Convert the stretch of data from the line containing "Tag short white" through the line containing "44, 123, 350, 263" into a two-column CSV headed input and output, with each text and its answer together on one row. Enclose every field in quotation marks and replace any line breaks within a field with spaces.

(Stored entries)
----
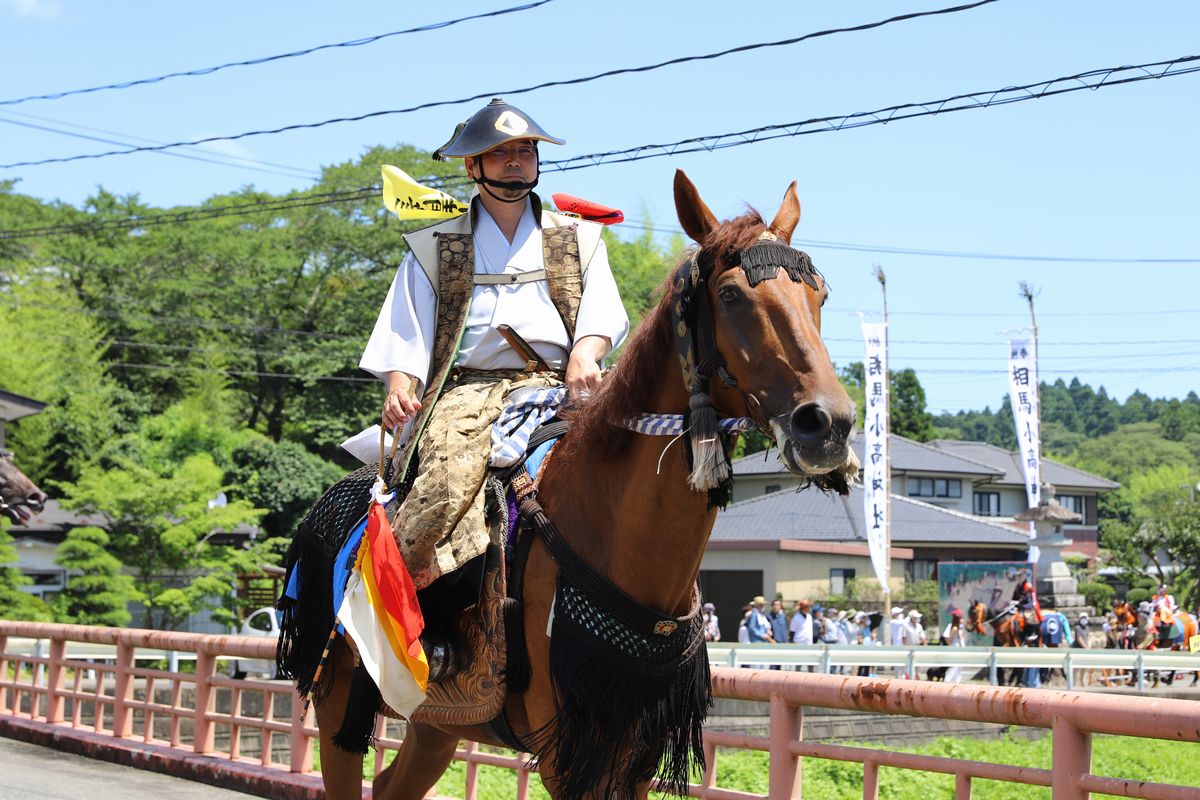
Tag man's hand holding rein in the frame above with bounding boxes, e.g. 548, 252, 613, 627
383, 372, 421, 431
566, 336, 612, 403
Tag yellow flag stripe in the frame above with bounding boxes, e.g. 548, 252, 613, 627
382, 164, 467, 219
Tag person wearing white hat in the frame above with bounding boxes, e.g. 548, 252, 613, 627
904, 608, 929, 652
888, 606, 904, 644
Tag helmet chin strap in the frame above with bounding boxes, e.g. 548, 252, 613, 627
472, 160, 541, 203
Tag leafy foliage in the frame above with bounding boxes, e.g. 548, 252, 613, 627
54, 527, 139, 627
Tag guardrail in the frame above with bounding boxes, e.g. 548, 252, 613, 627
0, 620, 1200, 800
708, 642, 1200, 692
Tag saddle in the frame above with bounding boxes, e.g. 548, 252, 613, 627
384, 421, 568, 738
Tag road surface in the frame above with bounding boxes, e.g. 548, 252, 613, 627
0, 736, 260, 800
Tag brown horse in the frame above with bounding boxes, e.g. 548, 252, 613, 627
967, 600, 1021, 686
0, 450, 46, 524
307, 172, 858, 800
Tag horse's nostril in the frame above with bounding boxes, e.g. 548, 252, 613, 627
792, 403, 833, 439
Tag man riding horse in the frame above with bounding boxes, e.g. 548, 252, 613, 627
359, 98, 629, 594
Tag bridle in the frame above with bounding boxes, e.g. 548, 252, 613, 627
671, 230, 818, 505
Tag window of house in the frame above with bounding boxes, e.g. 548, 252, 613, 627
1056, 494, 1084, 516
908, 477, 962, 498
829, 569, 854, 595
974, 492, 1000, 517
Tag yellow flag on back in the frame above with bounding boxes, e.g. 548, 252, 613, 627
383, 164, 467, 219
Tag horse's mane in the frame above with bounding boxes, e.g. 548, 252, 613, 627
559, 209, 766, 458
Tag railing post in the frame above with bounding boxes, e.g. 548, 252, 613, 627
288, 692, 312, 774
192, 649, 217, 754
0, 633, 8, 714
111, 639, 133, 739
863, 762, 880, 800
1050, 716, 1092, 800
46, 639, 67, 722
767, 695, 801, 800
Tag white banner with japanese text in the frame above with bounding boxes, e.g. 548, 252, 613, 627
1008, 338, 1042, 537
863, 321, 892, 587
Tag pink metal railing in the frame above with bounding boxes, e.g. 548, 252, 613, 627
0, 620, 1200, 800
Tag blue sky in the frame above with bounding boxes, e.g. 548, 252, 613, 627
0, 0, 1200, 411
----
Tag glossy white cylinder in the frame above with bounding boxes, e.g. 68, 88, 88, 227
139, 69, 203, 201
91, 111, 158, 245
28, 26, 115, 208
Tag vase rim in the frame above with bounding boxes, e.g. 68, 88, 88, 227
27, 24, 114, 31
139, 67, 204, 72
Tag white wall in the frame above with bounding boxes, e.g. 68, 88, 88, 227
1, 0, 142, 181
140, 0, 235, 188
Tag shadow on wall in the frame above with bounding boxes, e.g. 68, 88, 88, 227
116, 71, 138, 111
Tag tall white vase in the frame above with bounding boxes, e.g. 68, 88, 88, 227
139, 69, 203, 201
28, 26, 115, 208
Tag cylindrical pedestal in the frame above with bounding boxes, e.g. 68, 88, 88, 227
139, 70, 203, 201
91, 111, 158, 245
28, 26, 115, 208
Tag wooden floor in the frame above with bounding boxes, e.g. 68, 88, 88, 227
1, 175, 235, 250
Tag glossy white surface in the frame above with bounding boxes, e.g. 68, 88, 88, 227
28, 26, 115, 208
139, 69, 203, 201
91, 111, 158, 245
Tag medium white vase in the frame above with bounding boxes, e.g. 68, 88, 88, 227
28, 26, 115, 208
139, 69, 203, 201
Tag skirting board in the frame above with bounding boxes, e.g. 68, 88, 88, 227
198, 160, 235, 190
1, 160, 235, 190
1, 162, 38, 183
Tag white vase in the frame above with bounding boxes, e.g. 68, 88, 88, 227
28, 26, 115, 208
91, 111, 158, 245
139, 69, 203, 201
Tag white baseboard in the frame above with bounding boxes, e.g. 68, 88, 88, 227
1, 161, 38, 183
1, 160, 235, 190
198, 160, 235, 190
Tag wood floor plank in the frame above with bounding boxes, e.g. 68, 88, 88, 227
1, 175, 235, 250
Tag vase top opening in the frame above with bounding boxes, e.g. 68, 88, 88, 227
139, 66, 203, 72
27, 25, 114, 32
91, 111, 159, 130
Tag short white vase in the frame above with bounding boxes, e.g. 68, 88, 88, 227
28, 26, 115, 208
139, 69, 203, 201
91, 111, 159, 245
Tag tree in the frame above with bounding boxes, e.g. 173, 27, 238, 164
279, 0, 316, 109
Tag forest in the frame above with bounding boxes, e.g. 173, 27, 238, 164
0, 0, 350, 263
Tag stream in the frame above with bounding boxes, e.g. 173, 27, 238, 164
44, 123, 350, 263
----
FULL ANSWER -
input,output
"Tag short white vase in the frame above with bounding boxes, e.g. 68, 88, 88, 227","28, 26, 115, 208 139, 69, 203, 201 91, 111, 159, 245"
"Tag tree in the frame above with bounding boxes, e.g. 173, 27, 238, 164","279, 0, 316, 109"
"Tag forest in the frame above with bounding boxes, e.g. 173, 27, 238, 164","0, 0, 350, 263"
"Tag stream in the frame above with bounding boxes, e.g. 173, 27, 238, 164","44, 123, 350, 263"